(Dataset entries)
---*---

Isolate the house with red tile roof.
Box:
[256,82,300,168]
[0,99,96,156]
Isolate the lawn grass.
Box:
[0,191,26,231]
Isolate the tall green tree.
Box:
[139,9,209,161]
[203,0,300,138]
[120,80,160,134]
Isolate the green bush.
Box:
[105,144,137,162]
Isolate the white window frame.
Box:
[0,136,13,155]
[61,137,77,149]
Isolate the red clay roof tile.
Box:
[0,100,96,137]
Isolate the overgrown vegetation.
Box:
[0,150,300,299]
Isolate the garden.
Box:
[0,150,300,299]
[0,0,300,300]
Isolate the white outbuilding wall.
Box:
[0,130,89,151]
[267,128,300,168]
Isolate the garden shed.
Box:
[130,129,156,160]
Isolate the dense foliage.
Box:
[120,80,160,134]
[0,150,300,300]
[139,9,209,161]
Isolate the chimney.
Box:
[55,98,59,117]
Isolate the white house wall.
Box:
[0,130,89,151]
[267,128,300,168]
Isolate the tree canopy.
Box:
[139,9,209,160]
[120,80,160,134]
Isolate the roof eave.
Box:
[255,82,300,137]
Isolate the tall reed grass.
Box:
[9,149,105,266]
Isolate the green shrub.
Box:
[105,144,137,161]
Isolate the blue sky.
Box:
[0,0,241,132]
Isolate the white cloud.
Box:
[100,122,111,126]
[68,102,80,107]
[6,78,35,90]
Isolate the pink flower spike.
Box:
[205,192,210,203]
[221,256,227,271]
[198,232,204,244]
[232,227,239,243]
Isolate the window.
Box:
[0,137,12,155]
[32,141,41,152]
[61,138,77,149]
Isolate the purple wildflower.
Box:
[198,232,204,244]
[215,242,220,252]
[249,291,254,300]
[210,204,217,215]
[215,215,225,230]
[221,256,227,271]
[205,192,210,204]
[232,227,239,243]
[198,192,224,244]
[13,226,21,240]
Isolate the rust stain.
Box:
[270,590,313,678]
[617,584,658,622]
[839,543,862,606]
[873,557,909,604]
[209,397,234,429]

---*---

▶ [TASK INSTRUCTIONS]: Can you write out all the records above again, with every "Isolate" changed to "Locate" and everything else left the same?

▶ [ANSWER]:
Locate the house with red tile roof.
Box:
[256,82,300,168]
[0,99,96,156]
Locate the lawn grass.
Box:
[0,191,26,231]
Locate the tall green tree.
Box:
[139,9,209,161]
[203,0,300,138]
[120,80,160,134]
Locate the green bush.
Box:
[105,144,137,162]
Locate the white window frame.
Box:
[0,136,13,155]
[61,137,77,149]
Locate the red clay roof tile.
Box:
[0,100,96,137]
Locate the overgrown vegetation.
Box:
[0,150,300,299]
Locate the garden.
Box:
[0,150,300,299]
[0,0,300,300]
Locate the white outbuilding wall.
Box:
[0,130,89,151]
[267,128,300,168]
Locate the garden shed.
Box:
[130,129,156,160]
Locate the dense foliage.
Box:
[120,80,160,134]
[0,150,300,300]
[139,9,209,161]
Locate the chimney.
Box:
[55,98,59,117]
Locate the white house wall.
Box:
[0,130,89,151]
[267,128,300,168]
Locate the tree canopy.
Box:
[139,9,209,160]
[120,80,160,134]
Locate the roof eave.
Box:
[255,82,300,137]
Locate the tall reed grass.
Box:
[9,149,105,266]
Locate the green shrub.
Box:
[105,144,137,161]
Locate the blue sky.
Box:
[0,0,241,132]
Locate the white cloud.
Box:
[100,122,111,126]
[68,102,80,107]
[6,78,35,90]
Locate the pink flower spike.
Box:
[205,192,210,203]
[221,256,227,271]
[198,232,204,244]
[232,227,239,243]
Locate the window.
Box:
[0,137,12,155]
[32,141,41,152]
[61,138,77,149]
Locate the purple wildflower.
Box:
[198,232,204,244]
[215,242,220,252]
[249,291,254,300]
[210,204,217,215]
[215,215,225,230]
[221,256,227,271]
[205,192,210,204]
[232,227,239,243]
[198,192,224,244]
[13,226,21,240]
Locate the rust stain.
Box:
[270,590,313,678]
[617,584,658,622]
[839,543,862,606]
[873,557,909,604]
[209,397,234,429]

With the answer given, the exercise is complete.